* Directions for this task
Nothing outside the stretch is wanted. Repeat exactly the lines of the listing below from the one that contains "like x=644 y=265." through the one that contains "like x=334 y=689.", both ends included.
--- START ---
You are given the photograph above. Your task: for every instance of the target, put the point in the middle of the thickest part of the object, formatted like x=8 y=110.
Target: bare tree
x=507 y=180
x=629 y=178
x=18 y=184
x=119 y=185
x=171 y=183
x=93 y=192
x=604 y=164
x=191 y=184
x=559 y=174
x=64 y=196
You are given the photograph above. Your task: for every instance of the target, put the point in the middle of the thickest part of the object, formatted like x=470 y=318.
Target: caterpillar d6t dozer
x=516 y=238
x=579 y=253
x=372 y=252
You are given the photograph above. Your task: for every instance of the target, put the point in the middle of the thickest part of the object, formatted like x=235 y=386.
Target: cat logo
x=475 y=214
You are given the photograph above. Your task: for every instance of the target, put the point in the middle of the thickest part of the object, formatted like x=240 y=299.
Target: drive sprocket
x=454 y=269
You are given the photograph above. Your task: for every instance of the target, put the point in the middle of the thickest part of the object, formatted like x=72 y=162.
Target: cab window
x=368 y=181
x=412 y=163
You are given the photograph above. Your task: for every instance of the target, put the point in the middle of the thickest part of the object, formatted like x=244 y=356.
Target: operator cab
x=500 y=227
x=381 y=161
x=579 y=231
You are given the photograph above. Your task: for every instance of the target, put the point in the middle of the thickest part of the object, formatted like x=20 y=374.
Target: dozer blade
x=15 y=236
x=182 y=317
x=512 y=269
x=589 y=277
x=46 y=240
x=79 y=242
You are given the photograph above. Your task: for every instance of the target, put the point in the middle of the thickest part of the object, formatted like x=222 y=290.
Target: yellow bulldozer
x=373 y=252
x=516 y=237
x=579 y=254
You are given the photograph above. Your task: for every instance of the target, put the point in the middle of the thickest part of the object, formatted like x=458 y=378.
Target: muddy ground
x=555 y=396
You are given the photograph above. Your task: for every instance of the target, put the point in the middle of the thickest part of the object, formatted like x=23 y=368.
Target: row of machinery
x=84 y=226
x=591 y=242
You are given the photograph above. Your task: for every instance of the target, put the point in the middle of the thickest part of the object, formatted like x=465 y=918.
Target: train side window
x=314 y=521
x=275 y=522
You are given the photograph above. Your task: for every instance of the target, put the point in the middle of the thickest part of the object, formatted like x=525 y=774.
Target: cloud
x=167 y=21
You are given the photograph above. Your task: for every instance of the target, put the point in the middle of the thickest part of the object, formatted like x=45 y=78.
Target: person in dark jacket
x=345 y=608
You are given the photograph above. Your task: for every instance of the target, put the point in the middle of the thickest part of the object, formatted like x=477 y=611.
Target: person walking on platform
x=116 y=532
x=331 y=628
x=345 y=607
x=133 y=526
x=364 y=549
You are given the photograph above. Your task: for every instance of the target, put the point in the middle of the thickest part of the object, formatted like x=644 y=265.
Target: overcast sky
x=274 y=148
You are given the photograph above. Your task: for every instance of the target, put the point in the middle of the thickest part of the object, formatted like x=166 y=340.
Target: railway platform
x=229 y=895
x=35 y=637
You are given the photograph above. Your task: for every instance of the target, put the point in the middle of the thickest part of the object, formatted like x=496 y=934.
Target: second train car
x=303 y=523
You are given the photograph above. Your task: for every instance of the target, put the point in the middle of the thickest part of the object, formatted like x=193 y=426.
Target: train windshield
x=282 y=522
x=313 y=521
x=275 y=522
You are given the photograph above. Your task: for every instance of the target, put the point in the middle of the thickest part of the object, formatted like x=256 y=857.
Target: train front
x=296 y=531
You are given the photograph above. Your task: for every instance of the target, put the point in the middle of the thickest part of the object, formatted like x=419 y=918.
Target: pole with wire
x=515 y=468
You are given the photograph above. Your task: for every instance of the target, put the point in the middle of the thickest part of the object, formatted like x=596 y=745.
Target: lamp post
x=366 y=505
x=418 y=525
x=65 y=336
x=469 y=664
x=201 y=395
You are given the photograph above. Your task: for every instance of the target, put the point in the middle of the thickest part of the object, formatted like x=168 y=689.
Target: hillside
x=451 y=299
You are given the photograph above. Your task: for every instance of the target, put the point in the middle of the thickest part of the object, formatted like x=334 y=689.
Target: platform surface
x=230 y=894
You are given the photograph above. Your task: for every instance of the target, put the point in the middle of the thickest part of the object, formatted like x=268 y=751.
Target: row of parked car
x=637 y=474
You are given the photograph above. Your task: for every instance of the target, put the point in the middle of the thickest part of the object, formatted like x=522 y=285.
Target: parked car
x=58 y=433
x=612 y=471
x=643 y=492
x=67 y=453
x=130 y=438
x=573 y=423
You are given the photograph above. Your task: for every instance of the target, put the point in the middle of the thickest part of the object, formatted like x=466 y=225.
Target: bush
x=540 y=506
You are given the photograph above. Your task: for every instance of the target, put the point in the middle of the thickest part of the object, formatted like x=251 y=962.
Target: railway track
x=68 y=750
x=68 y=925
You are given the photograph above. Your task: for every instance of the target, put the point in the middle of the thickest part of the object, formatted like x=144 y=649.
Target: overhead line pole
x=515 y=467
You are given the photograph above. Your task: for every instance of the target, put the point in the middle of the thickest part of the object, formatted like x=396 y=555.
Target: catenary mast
--- END ---
* Task answer
You are given the photograph above. Your task: for every instance of the target, put the point in the middle of the thickest part of the object, formatted like x=644 y=265.
Target: overcast sky
x=274 y=148
You are given the photograph above. Your task: for every instance of the target, put the point in the middle of the thickest part of the object, formatted like x=166 y=340.
Target: railway platform
x=229 y=895
x=35 y=637
You are given the photograph above. Your task: for every instance of the target, put the point in the middle of the thickest part of the object, formatted like x=496 y=934.
Target: second train car
x=303 y=523
You are given the photograph above. Your task: for every instance of the target, put the point in the middle of the thickest part of the object, formatted like x=193 y=426.
Target: train windshield
x=282 y=522
x=313 y=521
x=275 y=522
You are given the photograph above. Your task: for every instance of the target, put the point in the middle of the thickest part of the object, formatted like x=256 y=857.
Target: train front
x=296 y=531
You are given the photograph above. Your task: for every instance of the target, put the point in the middle of the thickest part of the object, formatted like x=419 y=918.
Target: pole with wire
x=515 y=468
You are given the photograph above. Your task: for every instance of the target, put the point in the middle of the thickest part of the object, formatted like x=596 y=745.
Target: lamp post
x=366 y=505
x=418 y=525
x=65 y=336
x=469 y=664
x=201 y=395
You are given the photograph above. Your task: for every instance of the target, put the point in the middle of the thickest part of the object, formatted like x=168 y=689.
Target: hillside
x=451 y=299
You are given the photograph above. Your task: for every instance of the target, put the point in the middle of the thickest part of the object, formatted like x=334 y=689.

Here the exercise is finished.